About this task: Once the pictures have been excluded, set down each remaining entry word for word.

Supplied material:
· · · ·
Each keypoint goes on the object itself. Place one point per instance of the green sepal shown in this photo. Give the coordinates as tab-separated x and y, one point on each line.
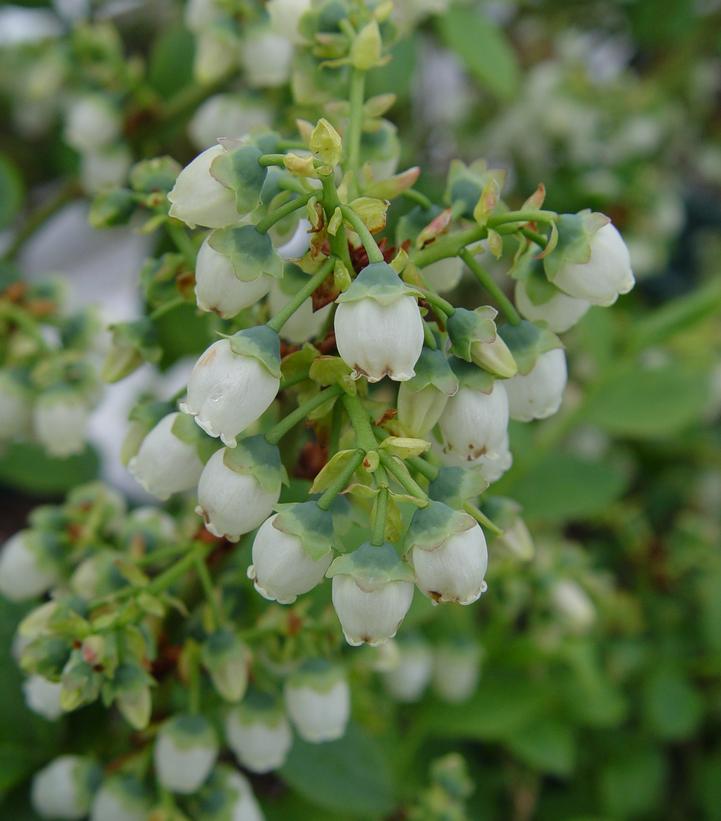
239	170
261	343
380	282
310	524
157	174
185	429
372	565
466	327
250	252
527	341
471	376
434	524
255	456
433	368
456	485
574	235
· · · ·
Solution below:
Each keypoint goes on the object itself. Place one point per instance of the green sepal shown in this photo. Give the coordinates as tab-separated x and y, one point on each line.
239	170
261	343
380	282
310	524
157	174
185	429
372	565
466	327
250	252
527	341
471	376
434	524
255	456
433	368
456	485
574	235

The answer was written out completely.